What to work on
I would like the listing below retyped exactly, line by line.

-------------------------

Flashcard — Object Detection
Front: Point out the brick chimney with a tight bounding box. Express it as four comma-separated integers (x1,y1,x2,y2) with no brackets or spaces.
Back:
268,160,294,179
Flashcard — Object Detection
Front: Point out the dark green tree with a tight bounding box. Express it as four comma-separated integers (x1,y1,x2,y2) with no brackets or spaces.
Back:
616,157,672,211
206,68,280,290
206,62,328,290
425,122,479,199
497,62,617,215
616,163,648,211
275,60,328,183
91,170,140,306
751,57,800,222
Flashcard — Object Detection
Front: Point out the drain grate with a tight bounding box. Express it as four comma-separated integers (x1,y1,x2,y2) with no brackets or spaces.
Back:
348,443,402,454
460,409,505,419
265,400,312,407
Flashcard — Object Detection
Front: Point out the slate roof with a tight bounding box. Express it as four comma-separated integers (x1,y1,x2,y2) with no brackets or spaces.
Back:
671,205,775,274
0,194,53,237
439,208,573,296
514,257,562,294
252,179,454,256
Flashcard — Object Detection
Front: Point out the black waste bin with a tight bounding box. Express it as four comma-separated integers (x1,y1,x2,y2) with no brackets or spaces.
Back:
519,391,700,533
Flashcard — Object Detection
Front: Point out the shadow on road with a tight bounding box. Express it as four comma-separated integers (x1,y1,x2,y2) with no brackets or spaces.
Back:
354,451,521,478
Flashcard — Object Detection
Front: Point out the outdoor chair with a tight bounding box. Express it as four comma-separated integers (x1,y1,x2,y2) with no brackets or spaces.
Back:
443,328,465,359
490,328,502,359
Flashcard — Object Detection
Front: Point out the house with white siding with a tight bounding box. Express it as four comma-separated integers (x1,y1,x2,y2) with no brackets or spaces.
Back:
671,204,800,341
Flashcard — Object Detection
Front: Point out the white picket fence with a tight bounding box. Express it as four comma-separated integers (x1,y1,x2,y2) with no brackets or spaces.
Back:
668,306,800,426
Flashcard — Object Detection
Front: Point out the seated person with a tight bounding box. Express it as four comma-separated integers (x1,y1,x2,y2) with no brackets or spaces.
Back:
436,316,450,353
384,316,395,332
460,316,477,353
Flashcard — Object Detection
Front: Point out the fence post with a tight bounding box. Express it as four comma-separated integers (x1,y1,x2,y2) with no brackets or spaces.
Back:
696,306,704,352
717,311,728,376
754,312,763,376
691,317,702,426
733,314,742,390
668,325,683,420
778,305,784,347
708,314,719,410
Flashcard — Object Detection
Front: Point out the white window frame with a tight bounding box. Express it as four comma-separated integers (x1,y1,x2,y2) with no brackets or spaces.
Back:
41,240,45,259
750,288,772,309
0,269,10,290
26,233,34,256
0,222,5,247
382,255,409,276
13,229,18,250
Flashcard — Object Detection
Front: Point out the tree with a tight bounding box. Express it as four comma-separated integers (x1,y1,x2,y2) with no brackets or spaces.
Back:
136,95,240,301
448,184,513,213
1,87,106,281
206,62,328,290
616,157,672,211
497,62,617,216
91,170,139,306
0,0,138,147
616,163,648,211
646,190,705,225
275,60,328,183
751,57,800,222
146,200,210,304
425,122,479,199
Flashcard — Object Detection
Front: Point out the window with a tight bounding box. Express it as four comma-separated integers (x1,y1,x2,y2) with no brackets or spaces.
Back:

-------------------------

Answer below
Flashcard — Object Detection
Front: Point out the brick chimney with a tight bounding box. Express it as four comma-separated integers (x1,y1,x2,y2) with no brackets or spaces.
Back:
268,160,294,179
Flashcard — Object Detection
Front: Point out the dark green tree with a tight bounding box. Express it as four comma-separated integers (x1,y1,x2,y2) with no brackets or spaces.
Back:
616,157,672,211
206,68,280,290
206,62,328,290
425,122,479,199
497,62,617,215
616,163,648,211
275,60,328,183
91,170,140,306
751,57,800,222
Flashcard — Object Detection
Front: Point out the drain grate with a tight bounding box. Express it as four comma-separated integers (x1,y1,x2,y2) with no brackets or spaces.
Back:
348,443,402,454
460,409,505,419
265,400,312,407
Flashcard — Object Detection
Front: Point out the slate roof with a tight bounding box. Express it as four comma-separated integers (x1,y1,x2,y2) with no brackets or spaces.
Back:
671,205,775,274
0,194,53,237
439,208,573,296
514,257,562,294
252,179,454,256
Flashcard — Object Detection
Front: Point out the black waste bin with a tight bounding box. Express it as four comma-separated integers (x1,y1,x2,y2) with no brackets or spaces.
Back:
519,391,700,533
Flashcard — Object Detection
Front: Point out the shadow on road with a tight bounding box. Express it as four comma-separated integers (x1,y1,x2,y2) with no brackets or spaces.
Back:
354,451,521,478
Flashcard — Object Detection
Front: Point out the outdoor chair with a tight bounding box. Express it as four comma-separated integers (x1,y1,x2,y2) with no brackets or spaces.
Back:
443,328,465,359
490,328,502,359
Flashcard — Object Detection
Front: Point out the house with white siding with a tight bounding box. Express it as four comma-separated integers (x1,y1,x2,y2) with no brackets or spaces.
Back:
671,204,800,341
Flashcard — Object Detection
Front: Point out the white picket fence with a tight bounding box. Express it as four comma-separated integers (x1,y1,x2,y2) with no brackets or spaces.
Back:
668,306,800,426
Flashcard — Object Detection
Front: Point out the seated person with a tight bounding box. Express it as four comma-separated integers (x1,y1,x2,y2) with no brackets or spaces.
Back:
436,316,450,353
384,316,395,332
460,316,477,353
Flashcard — Object Detection
Front: Point out the fence post with a tight bounding box. Express it as four comma-separated integers (x1,y1,x2,y2) with no brackets or spaces.
Back:
696,306,704,352
717,311,728,376
754,312,763,376
691,317,702,426
733,314,742,390
668,325,683,420
778,305,784,347
708,314,719,410
Flashcard — Object Detection
Front: Point out the white window frame with a tight bounding box. Express it as four comma-separated integers (x1,y1,x2,y2) with no brackets or spaces.
Back:
41,240,45,259
750,288,772,309
0,269,10,290
26,233,34,256
0,222,5,247
382,255,409,276
13,229,18,250
Flashcard — Object Detection
Front: Point out the tree with a tight bounding box. Express it as four comma-separated integers (x1,y1,x2,y2) with no brackets or spaces.
Back:
136,95,240,301
448,184,513,213
1,87,106,281
206,62,328,290
616,157,672,211
497,62,617,216
91,170,139,306
0,0,138,147
616,163,648,211
646,190,705,225
275,60,328,183
751,57,800,222
146,200,210,304
425,122,479,199
Flashcard — Object Detection
Front: Point out the window with a tight bounding box. Express it as four comma-separated integers (x1,y1,x2,y2) with no brackets or spaces.
Back:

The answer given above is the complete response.